> TASK DESCRIPTION:
Write the data out again so that it matches word for word.

┄┄┄┄┄┄┄┄┄┄

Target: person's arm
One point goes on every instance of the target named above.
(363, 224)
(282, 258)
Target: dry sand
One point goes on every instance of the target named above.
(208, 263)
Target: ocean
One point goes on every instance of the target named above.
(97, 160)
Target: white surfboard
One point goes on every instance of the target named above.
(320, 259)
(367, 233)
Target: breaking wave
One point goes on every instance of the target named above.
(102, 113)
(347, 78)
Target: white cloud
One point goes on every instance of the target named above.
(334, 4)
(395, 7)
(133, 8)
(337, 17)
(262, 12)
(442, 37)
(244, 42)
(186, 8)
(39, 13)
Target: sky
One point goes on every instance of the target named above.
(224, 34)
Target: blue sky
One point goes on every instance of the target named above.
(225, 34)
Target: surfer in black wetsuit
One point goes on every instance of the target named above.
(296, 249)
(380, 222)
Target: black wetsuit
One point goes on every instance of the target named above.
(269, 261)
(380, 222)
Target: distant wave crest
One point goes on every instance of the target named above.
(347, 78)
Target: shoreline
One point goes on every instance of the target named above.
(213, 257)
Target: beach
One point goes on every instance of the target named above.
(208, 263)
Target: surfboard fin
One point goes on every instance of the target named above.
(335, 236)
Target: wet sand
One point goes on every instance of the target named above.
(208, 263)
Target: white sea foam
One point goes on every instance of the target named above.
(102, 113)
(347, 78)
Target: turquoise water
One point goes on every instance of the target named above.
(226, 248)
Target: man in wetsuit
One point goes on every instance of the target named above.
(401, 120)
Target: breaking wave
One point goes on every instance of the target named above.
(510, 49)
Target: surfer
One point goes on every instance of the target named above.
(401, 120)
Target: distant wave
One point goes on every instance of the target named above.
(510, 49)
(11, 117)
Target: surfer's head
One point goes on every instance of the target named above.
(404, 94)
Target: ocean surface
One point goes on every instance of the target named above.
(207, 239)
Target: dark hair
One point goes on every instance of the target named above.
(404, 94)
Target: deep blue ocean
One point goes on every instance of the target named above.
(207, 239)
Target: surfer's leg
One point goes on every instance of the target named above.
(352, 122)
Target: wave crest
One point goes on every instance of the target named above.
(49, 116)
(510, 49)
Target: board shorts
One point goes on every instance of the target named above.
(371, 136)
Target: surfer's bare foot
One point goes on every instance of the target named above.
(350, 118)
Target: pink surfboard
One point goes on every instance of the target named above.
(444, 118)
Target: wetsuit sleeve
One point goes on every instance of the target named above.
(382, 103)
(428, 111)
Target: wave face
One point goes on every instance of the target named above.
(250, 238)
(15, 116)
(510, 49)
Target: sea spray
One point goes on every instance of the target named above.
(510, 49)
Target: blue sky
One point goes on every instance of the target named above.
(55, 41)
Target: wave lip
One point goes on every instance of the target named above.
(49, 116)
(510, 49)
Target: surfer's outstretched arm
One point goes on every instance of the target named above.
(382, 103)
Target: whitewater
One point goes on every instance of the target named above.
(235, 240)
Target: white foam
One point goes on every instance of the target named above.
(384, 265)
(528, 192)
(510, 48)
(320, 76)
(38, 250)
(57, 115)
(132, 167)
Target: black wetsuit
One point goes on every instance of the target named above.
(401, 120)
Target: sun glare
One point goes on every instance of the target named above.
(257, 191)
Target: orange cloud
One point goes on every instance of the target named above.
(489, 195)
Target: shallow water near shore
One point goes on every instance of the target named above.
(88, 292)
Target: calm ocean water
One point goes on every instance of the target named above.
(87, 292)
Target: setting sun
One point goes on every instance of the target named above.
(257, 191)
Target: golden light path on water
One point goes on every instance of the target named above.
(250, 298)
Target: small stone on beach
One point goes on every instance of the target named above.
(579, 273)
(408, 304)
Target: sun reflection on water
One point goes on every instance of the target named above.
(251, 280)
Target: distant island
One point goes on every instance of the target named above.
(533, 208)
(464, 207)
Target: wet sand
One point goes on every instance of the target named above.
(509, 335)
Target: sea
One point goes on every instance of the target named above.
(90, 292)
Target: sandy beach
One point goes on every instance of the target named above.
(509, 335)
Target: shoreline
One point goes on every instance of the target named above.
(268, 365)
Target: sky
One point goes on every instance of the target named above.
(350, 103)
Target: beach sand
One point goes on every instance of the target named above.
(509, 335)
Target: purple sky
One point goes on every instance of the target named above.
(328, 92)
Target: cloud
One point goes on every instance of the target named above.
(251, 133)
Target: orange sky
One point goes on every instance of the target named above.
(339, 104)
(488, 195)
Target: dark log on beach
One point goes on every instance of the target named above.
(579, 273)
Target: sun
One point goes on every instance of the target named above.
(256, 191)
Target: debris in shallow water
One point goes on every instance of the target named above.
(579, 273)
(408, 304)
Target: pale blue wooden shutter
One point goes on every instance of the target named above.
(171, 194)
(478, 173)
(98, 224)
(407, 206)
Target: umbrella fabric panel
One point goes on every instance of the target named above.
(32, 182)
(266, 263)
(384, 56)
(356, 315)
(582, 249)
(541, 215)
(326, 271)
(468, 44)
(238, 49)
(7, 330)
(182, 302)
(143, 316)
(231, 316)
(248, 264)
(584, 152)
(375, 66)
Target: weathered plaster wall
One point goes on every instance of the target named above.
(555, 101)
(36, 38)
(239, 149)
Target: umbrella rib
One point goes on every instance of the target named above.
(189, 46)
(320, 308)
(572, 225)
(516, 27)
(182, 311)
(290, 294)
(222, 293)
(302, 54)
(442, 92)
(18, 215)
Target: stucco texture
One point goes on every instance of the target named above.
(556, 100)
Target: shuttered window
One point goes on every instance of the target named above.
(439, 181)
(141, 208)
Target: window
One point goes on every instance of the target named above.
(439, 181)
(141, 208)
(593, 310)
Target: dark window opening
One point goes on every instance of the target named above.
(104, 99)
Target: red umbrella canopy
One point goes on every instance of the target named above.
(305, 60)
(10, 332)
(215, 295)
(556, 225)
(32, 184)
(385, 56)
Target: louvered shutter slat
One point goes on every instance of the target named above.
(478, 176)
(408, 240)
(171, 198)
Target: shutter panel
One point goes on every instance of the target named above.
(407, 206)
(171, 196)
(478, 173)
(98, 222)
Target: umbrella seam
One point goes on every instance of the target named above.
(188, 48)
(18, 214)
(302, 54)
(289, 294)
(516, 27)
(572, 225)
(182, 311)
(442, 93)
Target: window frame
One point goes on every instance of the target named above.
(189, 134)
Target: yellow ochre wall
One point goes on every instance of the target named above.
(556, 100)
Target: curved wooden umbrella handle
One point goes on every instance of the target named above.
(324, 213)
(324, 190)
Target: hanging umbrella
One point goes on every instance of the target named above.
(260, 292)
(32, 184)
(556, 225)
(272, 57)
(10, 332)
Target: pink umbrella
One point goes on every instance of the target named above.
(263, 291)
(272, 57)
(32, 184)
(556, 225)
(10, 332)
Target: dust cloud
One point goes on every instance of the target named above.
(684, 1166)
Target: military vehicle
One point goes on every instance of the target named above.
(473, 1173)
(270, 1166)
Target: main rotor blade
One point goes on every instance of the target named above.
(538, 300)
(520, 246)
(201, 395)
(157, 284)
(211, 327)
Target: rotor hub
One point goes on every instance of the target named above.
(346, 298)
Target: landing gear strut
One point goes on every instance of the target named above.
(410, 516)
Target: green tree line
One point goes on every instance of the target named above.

┄┄┄┄┄┄┄┄┄┄

> SOLUTION FOR THIS EXERCISE:
Target: person's arm
One point goes on every instance of the target named above.
(363, 224)
(282, 258)
Target: dry sand
One point goes on every instance of the target named above.
(208, 263)
Target: ocean
One point goes on every instance of the target named above.
(97, 160)
Target: white surfboard
One point goes on every instance of the target named above.
(320, 259)
(367, 233)
Target: breaking wave
One point goes on every instance of the target named above.
(102, 113)
(347, 78)
Target: white cloud
One point goes on every instance of the target named above.
(334, 4)
(395, 7)
(133, 8)
(337, 17)
(262, 12)
(442, 37)
(244, 42)
(186, 8)
(39, 13)
Target: sky
One point goes on every instance of the target named above.
(224, 34)
Target: blue sky
One point goes on every instance of the target named above.
(225, 34)
Target: surfer in black wetsuit
One point goes on every instance of the target named above.
(296, 249)
(380, 222)
Target: black wetsuit
One point goes on every instance of the target named above.
(269, 261)
(380, 222)
Target: distant wave crest
One point goes on every instance of the target named above.
(347, 78)
Target: shoreline
One point goes on every instance of the target named above.
(213, 257)
Target: beach
One point goes on every instance of the target named above.
(208, 263)
Target: surfboard fin
One point goes on every instance of the target named above.
(335, 236)
Target: wet sand
One point goes on every instance of the target named above.
(208, 263)
Target: white sea foam
One point goes on every instance of the target named above.
(102, 113)
(347, 78)
Target: turquoise water
One point goes on every instance of the target named above.
(226, 248)
Target: man in wetsuit
One point goes on every instance of the target named above.
(401, 120)
Target: breaking wave
One point goes on every instance of the target named above.
(510, 49)
Target: surfer
One point goes on every instance of the target named above.
(401, 120)
Target: distant wave
One point goes on every instance of the target named above.
(510, 49)
(11, 117)
Target: surfer's head
One point goes on every instance of the target named above.
(404, 94)
Target: ocean surface
One point goes on every instance of the target named above.
(207, 239)
Target: dark hair
One point goes on every instance of the target named above.
(404, 94)
Target: deep blue ocean
One point goes on every instance of the target named above.
(207, 239)
Target: surfer's leg
One point goes on every instance of the target named above.
(352, 122)
Target: wave crest
One point goes on every instance of the target named above.
(49, 116)
(510, 49)
Target: board shorts
One point goes on every instance of the target named above.
(371, 136)
Target: surfer's bare foot
One point goes on every instance of the target named above.
(350, 118)
Target: pink surfboard
One point goes on every instance of the target named above.
(444, 118)
Target: wetsuit sleeve
One point goes on every instance of the target named above.
(382, 103)
(428, 111)
Target: wave face
One point goes on every instance of the target named above.
(250, 238)
(15, 116)
(510, 49)
Target: sea spray
One point goes on every instance of the target named above.
(510, 49)
Target: blue sky
One point goes on every instance of the target named above.
(55, 41)
Target: wave lip
One point goes on every instance of the target named above.
(49, 116)
(510, 49)
Target: surfer's outstretched arm
One point goes on every instance of the target named above.
(382, 103)
Target: whitewater
One point goes on every instance of the target named above.
(235, 240)
Target: white foam
One point goes on every instance of the target named above.
(384, 265)
(528, 192)
(510, 48)
(320, 76)
(38, 250)
(57, 115)
(132, 167)
Target: black wetsuit
One point goes on every instance of the target named above.
(401, 120)
Target: sun glare
One point goes on every instance of the target named above.
(257, 191)
Target: orange cloud
One point goes on every instance of the target named above.
(489, 195)
Target: shallow water near shore
One point goes on every instance of the target named above.
(88, 292)
Target: calm ocean water
One point goes on every instance of the target named above.
(87, 292)
Target: setting sun
One point goes on every instance of the target named above.
(257, 191)
Target: golden light path on water
One point goes on every instance of the target named above.
(250, 298)
Target: small stone on beach
One point goes on every instance of the target named above.
(579, 273)
(408, 304)
Target: sun reflection on water
One point goes on every instance of the target named above.
(251, 280)
Target: distant island
One point goes on every instance of the target named above.
(533, 208)
(464, 207)
Target: wet sand
One point goes on every instance of the target named above.
(509, 335)
Target: sea
One point goes on every instance of the target named above.
(90, 292)
Target: sandy beach
One point goes on every instance of the target named above.
(509, 335)
Target: shoreline
One point goes on every instance of the target named above.
(268, 365)
Target: sky
One point goes on every instance of the target named above.
(350, 103)
Target: beach sand
One point goes on every instance of the target named above.
(509, 335)
Target: purple sky
One point goes on every instance of the target named above.
(328, 92)
Target: cloud
One point goes on every instance of the target named above.
(251, 133)
Target: orange sky
One point goes on every instance of the target named above.
(339, 104)
(488, 195)
Target: dark log on beach
One point goes on every instance of the target named above.
(579, 273)
Target: sun
One point goes on every instance of the target named above.
(256, 191)
Target: debris in shallow water
One point goes on every instance of the target named above.
(579, 273)
(408, 304)
Target: pale blue wooden shutter
One point goes on every instance of the target named above.
(171, 194)
(478, 173)
(98, 224)
(407, 206)
Target: umbrella fabric panel
One point goes on every instance of the target named above.
(32, 182)
(266, 263)
(384, 56)
(356, 315)
(582, 249)
(541, 215)
(326, 271)
(468, 44)
(238, 49)
(7, 330)
(182, 302)
(143, 316)
(231, 316)
(248, 264)
(584, 152)
(375, 66)
Target: weathered plaster wall
One point goes on every instance of the target named above.
(555, 101)
(36, 38)
(239, 149)
Target: umbrella rib
One point goes on every instance of the target named above.
(189, 46)
(320, 308)
(572, 225)
(516, 27)
(182, 311)
(290, 294)
(222, 293)
(302, 54)
(442, 92)
(18, 215)
Target: stucco texture
One point goes on every instance of the target named above.
(556, 100)
Target: shuttered window
One point goes on every instance of the target named above.
(439, 181)
(141, 208)
Target: window
One point goes on every instance of the target named above.
(439, 181)
(141, 208)
(593, 310)
Target: dark window opening
One point goes on every instance of the target named above.
(104, 99)
Target: red umbrella canopy
One point goes on every instance of the target named above.
(305, 60)
(10, 332)
(215, 295)
(556, 225)
(32, 184)
(385, 56)
Target: louvered shutter slat
One point goes on every instance of the target named above.
(478, 176)
(408, 240)
(171, 198)
Target: shutter panel
One point goes on every instance of the target named above.
(407, 206)
(171, 196)
(478, 173)
(98, 222)
Target: umbrella seam
One point goes on every instance of the target named above.
(188, 48)
(18, 214)
(302, 54)
(289, 294)
(516, 27)
(572, 225)
(182, 311)
(442, 93)
Target: window frame
One point goes on every instance of the target named above.
(189, 134)
Target: yellow ochre wall
One point goes on every instance of the target named above.
(556, 100)
Target: curved wooden umbrella handle
One point goes on every instance of the target named above.
(324, 213)
(324, 190)
Target: hanging umbrella
One point goes on every instance of the target named above.
(260, 292)
(32, 184)
(556, 225)
(272, 57)
(10, 332)
Target: pink umbrella
One point goes on every instance of the target named above.
(263, 291)
(272, 57)
(32, 184)
(556, 225)
(10, 332)
Target: dust cloud
One point goes on every instance of the target named above.
(684, 1166)
Target: military vehicle
One point goes on every instance of the target named above.
(473, 1173)
(270, 1166)
Target: main rotor blade
One point goes on every instance of the target named above.
(538, 300)
(520, 246)
(201, 395)
(157, 284)
(211, 327)
Target: rotor hub
One point goes on every instance of the target named above.
(346, 298)
Target: landing gear strut
One point goes on every instance of the target named above.
(410, 516)
Target: green tree line
One point goes on every instance of the target named above.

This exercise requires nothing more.